» JOB
Reproduce every line of the records below without any change, but leave the pictures out.

--- begin ---

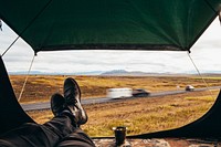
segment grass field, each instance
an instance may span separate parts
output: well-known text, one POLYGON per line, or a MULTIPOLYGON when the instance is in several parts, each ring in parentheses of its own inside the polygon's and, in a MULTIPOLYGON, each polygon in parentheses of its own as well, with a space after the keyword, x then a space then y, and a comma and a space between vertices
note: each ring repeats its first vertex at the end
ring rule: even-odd
MULTIPOLYGON (((62 93, 66 76, 30 76, 21 103, 49 101, 54 92, 62 93)), ((183 90, 186 85, 204 87, 204 83, 194 76, 73 76, 78 82, 83 98, 105 96, 109 87, 145 88, 151 92, 183 90)), ((10 76, 19 95, 24 76, 10 76)), ((221 85, 220 77, 208 77, 209 86, 221 85)), ((112 128, 127 126, 128 135, 151 133, 177 128, 201 117, 214 103, 219 91, 191 92, 161 97, 140 97, 106 104, 85 105, 88 123, 82 128, 90 136, 113 136, 112 128), (212 93, 212 95, 211 95, 212 93)), ((29 112, 38 123, 50 120, 51 111, 29 112), (44 115, 42 115, 44 114, 44 115)))

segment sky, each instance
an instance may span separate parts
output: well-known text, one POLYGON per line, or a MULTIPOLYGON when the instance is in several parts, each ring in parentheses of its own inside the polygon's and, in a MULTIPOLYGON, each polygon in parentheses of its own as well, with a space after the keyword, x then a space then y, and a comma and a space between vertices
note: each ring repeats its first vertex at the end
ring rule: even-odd
MULTIPOLYGON (((6 23, 0 31, 0 54, 18 36, 6 23)), ((8 72, 28 72, 33 50, 22 39, 3 55, 8 72)), ((191 49, 201 73, 221 73, 221 27, 215 19, 191 49)), ((39 52, 31 71, 82 73, 93 71, 141 71, 150 73, 196 73, 187 52, 169 51, 56 51, 39 52), (59 59, 59 60, 57 60, 59 59)))

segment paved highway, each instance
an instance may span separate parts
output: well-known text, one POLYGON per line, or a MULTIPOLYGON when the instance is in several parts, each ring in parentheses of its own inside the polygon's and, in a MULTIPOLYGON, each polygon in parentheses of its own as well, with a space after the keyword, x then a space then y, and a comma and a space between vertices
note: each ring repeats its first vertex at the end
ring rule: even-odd
MULTIPOLYGON (((214 88, 221 88, 221 86, 212 86, 209 87, 209 90, 214 90, 214 88)), ((203 88, 194 88, 194 92, 199 91, 206 91, 208 90, 207 87, 203 88)), ((157 96, 165 96, 165 95, 173 95, 173 94, 182 94, 187 93, 187 91, 166 91, 166 92, 158 92, 158 93, 151 93, 147 97, 157 97, 157 96)), ((107 103, 107 102, 115 102, 115 101, 124 101, 124 99, 131 99, 136 97, 130 97, 130 98, 108 98, 108 97, 97 97, 97 98, 88 98, 88 99, 82 99, 83 105, 88 105, 88 104, 98 104, 98 103, 107 103)), ((29 111, 39 111, 39 109, 49 109, 50 102, 43 102, 43 103, 34 103, 34 104, 21 104, 22 108, 27 112, 29 111)))

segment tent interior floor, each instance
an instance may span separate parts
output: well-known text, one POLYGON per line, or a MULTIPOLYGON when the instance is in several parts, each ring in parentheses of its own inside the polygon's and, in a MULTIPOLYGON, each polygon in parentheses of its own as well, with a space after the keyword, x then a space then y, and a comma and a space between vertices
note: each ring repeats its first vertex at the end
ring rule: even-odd
MULTIPOLYGON (((116 147, 114 138, 93 139, 96 147, 116 147)), ((120 147, 221 147, 218 139, 201 138, 128 138, 120 147)))

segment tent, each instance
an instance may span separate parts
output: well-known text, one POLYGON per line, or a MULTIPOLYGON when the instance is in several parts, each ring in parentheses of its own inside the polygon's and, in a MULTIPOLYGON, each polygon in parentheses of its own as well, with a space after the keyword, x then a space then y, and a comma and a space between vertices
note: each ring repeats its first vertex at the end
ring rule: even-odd
MULTIPOLYGON (((56 50, 190 52, 221 10, 221 0, 0 0, 0 19, 35 53, 56 50)), ((0 69, 2 134, 33 120, 18 104, 2 60, 0 69)), ((136 137, 220 137, 220 98, 196 123, 136 137)))

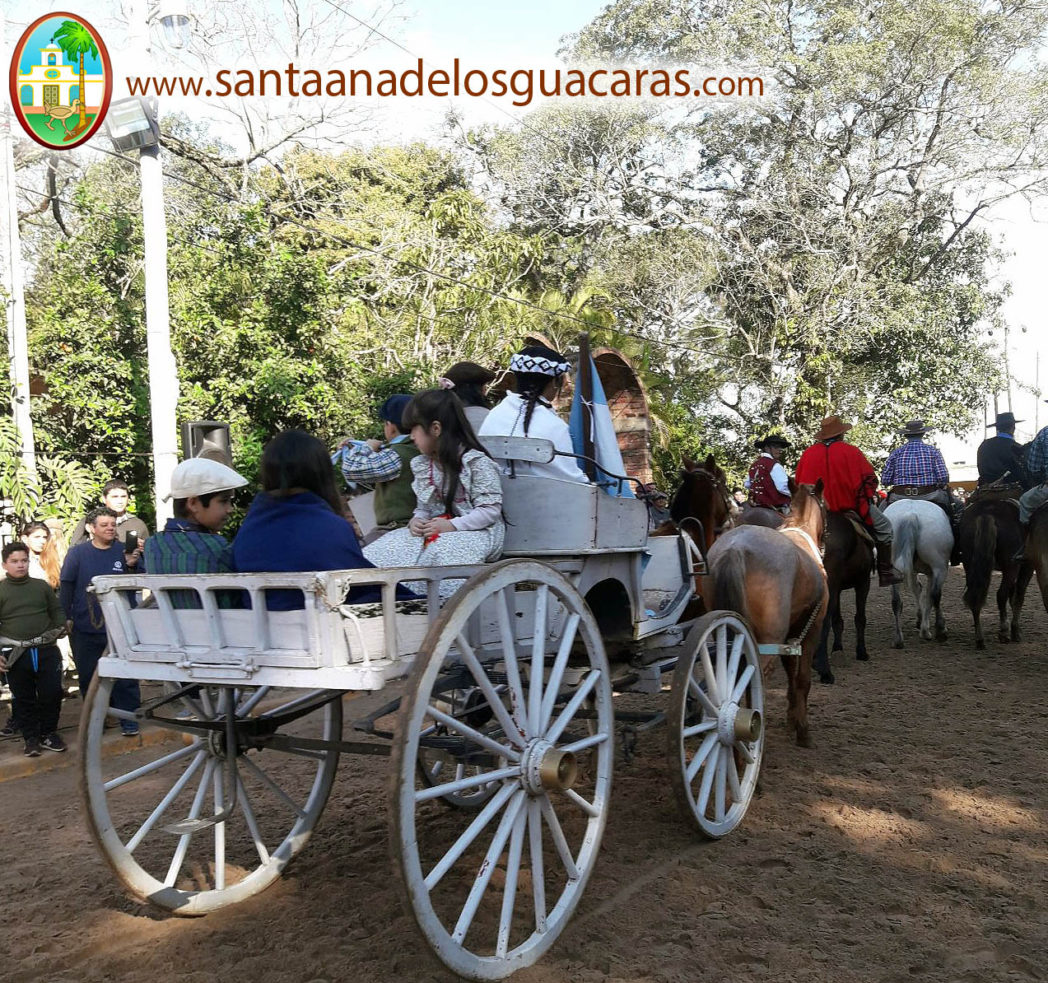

--- end ---

» WORKED SOLUTION
segment grass field, each instance
an instance may span separate parts
output: well-known text, one POLYGON per line, or a MULTIPOLYGON when the instance is in several parts, each ring in parentheses of its own inside the polygon's and, in a MULTIPOLYGON, each polygon in parentheses of its own as well, with a space after the keyword, x then a space then y, and a comma and a space between vertices
note: each ring repeats its first vertex at the end
ring rule: even-odd
MULTIPOLYGON (((62 93, 66 76, 30 76, 21 103, 49 101, 54 92, 62 93)), ((183 90, 186 85, 204 87, 204 83, 194 76, 73 76, 78 82, 83 98, 105 96, 109 87, 145 88, 151 92, 183 90)), ((10 76, 19 95, 24 76, 10 76)), ((221 85, 220 77, 208 77, 209 86, 221 85)), ((112 128, 127 126, 128 135, 151 133, 177 128, 201 117, 214 103, 219 91, 191 92, 161 97, 140 97, 106 104, 85 105, 88 123, 82 128, 90 136, 113 136, 112 128), (212 93, 212 95, 211 95, 212 93)), ((29 112, 38 123, 50 120, 51 111, 29 112), (44 115, 42 115, 44 114, 44 115)))

segment sky, each instance
an instance may span separate parts
output: well-known text, one POLYGON per line, or a MULTIPOLYGON when the instance is in several parts, each ring in parentheses of its own inside the polygon's and, in a MULTIPOLYGON, each polygon in parentheses of its own as well, with a space after the keyword, x then a space then y, and a comma and a space between vertices
note: each ring repeats its first vertex at the end
ring rule: even-odd
MULTIPOLYGON (((6 23, 0 31, 0 54, 18 36, 6 23)), ((8 72, 28 72, 33 50, 22 39, 3 55, 8 72)), ((191 49, 201 73, 221 73, 221 27, 215 19, 191 49)), ((39 52, 31 71, 82 73, 93 71, 141 71, 150 73, 196 73, 187 52, 169 51, 56 51, 39 52), (59 59, 59 60, 57 60, 59 59)))

segment paved highway, each instance
an instance may span separate parts
output: well-known text, one POLYGON per line, or a MULTIPOLYGON when the instance is in several parts, each ring in parentheses of its own inside the polygon's and, in a MULTIPOLYGON, each polygon in parentheses of its own as well, with a space after the keyword, x then a space then y, and a comma and a space between vertices
note: each ring repeats its first vertex at the end
ring rule: even-odd
MULTIPOLYGON (((214 88, 221 88, 221 86, 212 86, 209 87, 209 90, 214 90, 214 88)), ((203 88, 194 88, 194 92, 199 91, 206 91, 208 90, 207 87, 203 88)), ((157 96, 165 96, 165 95, 173 95, 173 94, 182 94, 187 93, 187 91, 166 91, 166 92, 158 92, 158 93, 151 93, 147 97, 157 97, 157 96)), ((107 103, 107 102, 115 102, 115 101, 124 101, 124 99, 131 99, 136 97, 130 97, 130 98, 108 98, 108 97, 97 97, 97 98, 88 98, 88 99, 82 99, 83 105, 88 105, 88 104, 98 104, 98 103, 107 103)), ((29 111, 39 111, 39 109, 49 109, 50 102, 43 102, 43 103, 34 103, 34 104, 21 104, 22 108, 27 112, 29 111)))

segment tent interior floor, each instance
an instance may span separate parts
output: well-known text, one POLYGON per line, or a MULTIPOLYGON when the instance is in several parts, each ring in parentheses of its own inside the polygon's and, in a MULTIPOLYGON, each polygon in parentheses of its own as well, with a space after the keyword, x then a space then y, and a comma and a space between vertices
note: each ring repeats its first vertex at the end
ring rule: even-odd
MULTIPOLYGON (((116 147, 114 138, 93 139, 96 147, 116 147)), ((120 147, 221 147, 218 139, 201 138, 128 138, 120 147)))

segment tent, each instance
an instance may span separate parts
output: well-known text, one POLYGON per line, or a MULTIPOLYGON when the instance is in several parts, each ring in parentheses of its own inside the polygon's and, in a MULTIPOLYGON, each polygon in parentheses of its own as well, with a space after the keyword, x then a space then y, and a comma and a space between vertices
note: each ring repeats its first vertex at the end
ring rule: even-odd
MULTIPOLYGON (((56 50, 190 52, 221 10, 221 0, 0 0, 0 19, 35 53, 56 50)), ((0 69, 2 134, 33 120, 18 104, 2 60, 0 69)), ((136 137, 220 137, 220 98, 196 123, 136 137)))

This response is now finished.